Political parties are losing popular legitimacy, while campaigning groups are increasingly under fire: what does this mean for political power?

By the time the Transparency of Lobbying, Non-Party Campaigning and Trade Union Administration Bill was published in summer 2013 it had become little more than a brutal attempt to shut down civil society influence on electoral politics. Any work in the public domain that could be seen to address matters of public policy would be covered by far stricter rules than previously; but corporate lobbying would be virtually untouched. And although there will be some adjustments to the Bill before it finally becomes law, it will undoubtedly retain its character as a strategic move by government to place a firewall around the establishment's monopoly on political authority. This attempt to constrain non-party campaigning groups also represents a tacit admission by politicians that much political legitimacy lies outside the party system.

Dataset

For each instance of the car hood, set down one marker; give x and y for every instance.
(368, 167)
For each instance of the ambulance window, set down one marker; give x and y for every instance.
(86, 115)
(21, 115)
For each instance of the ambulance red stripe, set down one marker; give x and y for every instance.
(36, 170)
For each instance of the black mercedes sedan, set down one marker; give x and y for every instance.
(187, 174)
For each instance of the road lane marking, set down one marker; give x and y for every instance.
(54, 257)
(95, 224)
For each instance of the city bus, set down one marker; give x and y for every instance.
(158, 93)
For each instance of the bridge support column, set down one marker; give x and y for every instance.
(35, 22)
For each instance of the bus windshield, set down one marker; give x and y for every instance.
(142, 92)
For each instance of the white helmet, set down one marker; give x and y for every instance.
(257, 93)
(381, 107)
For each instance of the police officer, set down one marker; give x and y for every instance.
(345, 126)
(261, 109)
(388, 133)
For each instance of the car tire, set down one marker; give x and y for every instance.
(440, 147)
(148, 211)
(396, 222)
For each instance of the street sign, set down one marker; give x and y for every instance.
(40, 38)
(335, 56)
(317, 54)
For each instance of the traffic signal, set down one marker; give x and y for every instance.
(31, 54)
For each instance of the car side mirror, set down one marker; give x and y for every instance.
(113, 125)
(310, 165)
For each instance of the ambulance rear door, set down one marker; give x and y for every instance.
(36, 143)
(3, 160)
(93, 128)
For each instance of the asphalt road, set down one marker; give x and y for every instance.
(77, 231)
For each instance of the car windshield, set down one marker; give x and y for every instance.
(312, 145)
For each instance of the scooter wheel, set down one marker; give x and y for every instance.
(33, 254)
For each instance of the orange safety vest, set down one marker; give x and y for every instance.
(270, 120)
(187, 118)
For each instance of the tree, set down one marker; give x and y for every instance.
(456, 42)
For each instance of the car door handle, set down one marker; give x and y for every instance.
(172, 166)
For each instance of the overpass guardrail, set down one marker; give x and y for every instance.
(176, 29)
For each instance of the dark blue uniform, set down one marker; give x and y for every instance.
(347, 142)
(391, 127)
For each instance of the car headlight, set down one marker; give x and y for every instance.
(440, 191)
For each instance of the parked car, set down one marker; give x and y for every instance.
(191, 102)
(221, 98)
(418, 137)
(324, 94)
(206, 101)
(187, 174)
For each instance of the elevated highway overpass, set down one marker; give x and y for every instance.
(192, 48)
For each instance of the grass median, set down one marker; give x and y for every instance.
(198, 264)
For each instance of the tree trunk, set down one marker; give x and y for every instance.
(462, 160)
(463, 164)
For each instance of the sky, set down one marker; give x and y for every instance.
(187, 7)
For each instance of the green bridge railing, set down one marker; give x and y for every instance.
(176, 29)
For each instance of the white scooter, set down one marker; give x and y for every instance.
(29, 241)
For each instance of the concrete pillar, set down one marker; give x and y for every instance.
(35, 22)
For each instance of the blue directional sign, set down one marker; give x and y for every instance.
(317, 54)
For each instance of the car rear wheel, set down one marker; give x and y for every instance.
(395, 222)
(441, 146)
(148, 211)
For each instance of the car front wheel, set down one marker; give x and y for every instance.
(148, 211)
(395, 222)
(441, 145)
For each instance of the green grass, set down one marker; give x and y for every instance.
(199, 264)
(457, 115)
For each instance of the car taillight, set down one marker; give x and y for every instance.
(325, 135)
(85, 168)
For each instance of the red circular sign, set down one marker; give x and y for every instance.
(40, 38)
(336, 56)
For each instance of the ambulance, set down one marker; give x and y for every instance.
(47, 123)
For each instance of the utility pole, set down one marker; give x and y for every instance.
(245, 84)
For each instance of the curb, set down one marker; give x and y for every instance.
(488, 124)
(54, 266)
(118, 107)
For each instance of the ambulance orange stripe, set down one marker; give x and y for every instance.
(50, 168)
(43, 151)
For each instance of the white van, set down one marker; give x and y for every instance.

Job A
Locate every line in the records that contains the word "stripe" and copy each of those lines out.
Job B
Extend the passage on the lobbying bill and non-party campaigning, picking up right after its last sentence.

Task result A
For each instance of the ambulance red stripe, set down one marker; give x and y for every instance.
For each instance of the ambulance orange stripe, set down one marker; give x and y for every instance.

Task result B
While the political elite is attempting to shut down the culture of civic campaigning, the corporate world is attempting to co-opt it. Nestlé breakfast cereals now have their own manifestos, 'campaigning to let everybody know that kids looove Cheerios'; while Wetherspoons is spearheading a campaign 'to secure more equal tax treatment for food sold through pubs, restaurants and food service operators' by introducing a 'tax parity day' on which prices in pubs will by reduced by 7.5 per cent - in effect drawing on the aesthetics of popular campaigning to give credibility to a day-long happy hour. With 17 per cent of people claiming to be [End Page 25] part of an environmental group, and media-savvy activists increasingly skilled at garnering media attention, it is little surprise that 'cause culture' has now been firmly incorporated by commercial branding as part of their repertoire.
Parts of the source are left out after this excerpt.